RECORD SET ::
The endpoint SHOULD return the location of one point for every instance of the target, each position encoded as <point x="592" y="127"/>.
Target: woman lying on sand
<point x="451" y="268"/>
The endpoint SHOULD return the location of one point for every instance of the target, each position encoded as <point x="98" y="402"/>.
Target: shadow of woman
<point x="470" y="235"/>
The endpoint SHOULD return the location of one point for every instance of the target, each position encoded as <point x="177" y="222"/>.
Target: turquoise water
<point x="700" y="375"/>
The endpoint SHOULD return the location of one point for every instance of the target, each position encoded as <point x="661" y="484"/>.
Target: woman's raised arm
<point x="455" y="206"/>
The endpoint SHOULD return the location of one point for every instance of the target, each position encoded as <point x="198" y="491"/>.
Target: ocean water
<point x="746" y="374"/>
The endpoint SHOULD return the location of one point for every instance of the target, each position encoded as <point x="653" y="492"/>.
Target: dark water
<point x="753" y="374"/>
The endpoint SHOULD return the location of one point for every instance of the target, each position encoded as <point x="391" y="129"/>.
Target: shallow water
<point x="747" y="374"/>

WHAT TO PRODUCE ::
Convert the items above into a two-column CSV with the header row item_text,answer, giving one row per item. Put each item's full text and its answer in separate double-quoted fields, replacing line breaks with spaces.

TASK ANSWER ::
item_text,answer
"The endpoint SHOULD return the location of one point for every instance of the target, each position encoded as <point x=""592"" y=""127""/>. Target: woman lying on sand","<point x=""451"" y=""268""/>"
"The endpoint SHOULD return the location of one point for every instance of the target, each position encoded as <point x=""98"" y=""402""/>. Target: shadow of woman","<point x=""470"" y=""235""/>"
"The endpoint SHOULD return the location of one point for every instance of the target, each position encoded as <point x=""177"" y=""222""/>. Target: turquoise water","<point x=""700"" y=""375""/>"
"The endpoint SHOULD return the location of one point for every instance of the target, each position encoded as <point x=""661"" y=""484""/>. Target: woman's raised arm","<point x=""455"" y=""206""/>"
"The endpoint SHOULD return the location of one point for every instance of the target, each position encoded as <point x=""198"" y=""491""/>. Target: ocean water","<point x=""746"" y=""374""/>"
"The endpoint SHOULD return the location of one point for every instance of the target, each position encoded as <point x=""653"" y=""492""/>. Target: dark water","<point x=""753"" y=""374""/>"
"The endpoint SHOULD return the location of one point for every instance of the target, each position encoded as <point x=""391"" y=""129""/>. Target: shallow water","<point x=""747"" y=""374""/>"